PASSAGE PROVIDED:
┌──

Put the garden to bed
Fall cleanup helps the garden and lawn survive
By: Susan Jones
| Posted: Saturday, Oct 19, 2013 06:00 am
To cut, or not to cut is the problem most gardeners face when it comes to fall cleanup.
There are two schools of thought about cutting down plants and perennials in the fall. One school says it’s better for plant health to cut down the perennials in the fall because you reduce the number of places for insects and diseases to hide. The other school says that if you don’t cut back the peonies, irises and day lilies, you have more leaves to hold the snow and moisture.
Jim Hole, of Hole’s Greenhouses and Gardens, believes it’s easier to put the garden to bed now. In addition, cleaning the lawn of debris now reduces the incidence of snow mould. Cleaning and trimming dry perennials in the fall is also easier than trying to pull them down in the spring.
“It’s 50 per cent plant health and 50 per cent psychological. I’d say cut them back now because the insulation value of those leaves and the amount of moisture they hold isn’t that great. And it’s tidier looking now and one less job to do in the spring. Plus, when the snow goes next spring, it’s pretty discouraging to see a mess of wet, mouldy leaves,” Hole said.
Every weekend since May, you’ve been out there fertilizing and mowing and trimming the edges of the grass. It’s time to take a break, but there are some things to do in October, to help keep the lawn healthy.
• Cut the grass short. Doing this has added advantage of allowing you to pick up leaves at the same time (with most lawn mowers.)
“The lawn is into dormancy now, so there’s no point now in aerating it. I’d wait until next spring to aerate or dethatch the lawn,” said Hole.
It’s also too late to seed bald patches of lawn, so save seeding and fertilizing until the spring, Hole said.
Flower containers should also be cleaned out and washed with a mild bleach solution.
“Bleach is the way to go to get them sanitized. Clean your pots,” Hole said.
Wait for the leaves
When it comes to trimming perennials such as irises and daylilies, Stephen Raven of Hole’s Greenhouses recommends waiting as long as possible, until the foliage turns yellow.

└──

(Records taken from a collection)

┌──

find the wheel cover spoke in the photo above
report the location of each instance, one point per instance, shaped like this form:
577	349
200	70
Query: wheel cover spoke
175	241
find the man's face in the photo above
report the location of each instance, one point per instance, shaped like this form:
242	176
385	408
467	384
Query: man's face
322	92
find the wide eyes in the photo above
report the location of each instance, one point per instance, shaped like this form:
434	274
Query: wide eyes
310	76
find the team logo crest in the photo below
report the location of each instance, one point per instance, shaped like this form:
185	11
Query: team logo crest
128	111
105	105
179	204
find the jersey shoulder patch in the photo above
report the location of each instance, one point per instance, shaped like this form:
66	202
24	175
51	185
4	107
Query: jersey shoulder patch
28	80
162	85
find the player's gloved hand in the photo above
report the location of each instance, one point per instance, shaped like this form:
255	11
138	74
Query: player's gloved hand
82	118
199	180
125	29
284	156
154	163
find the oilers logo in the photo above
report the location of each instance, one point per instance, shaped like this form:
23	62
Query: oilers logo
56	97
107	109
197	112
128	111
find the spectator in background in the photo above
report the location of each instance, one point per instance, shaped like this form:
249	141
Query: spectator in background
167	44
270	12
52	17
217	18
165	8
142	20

└──

WORK ITEM:
From the fall garden cleanup article, quote the passage that begins at the words "Every weekend since" and stops after "the lawn healthy.".

EXERCISE OUTPUT:
Every weekend since May, you’ve been out there fertilizing and mowing and trimming the edges of the grass. It’s time to take a break, but there are some things to do in October, to help keep the lawn healthy.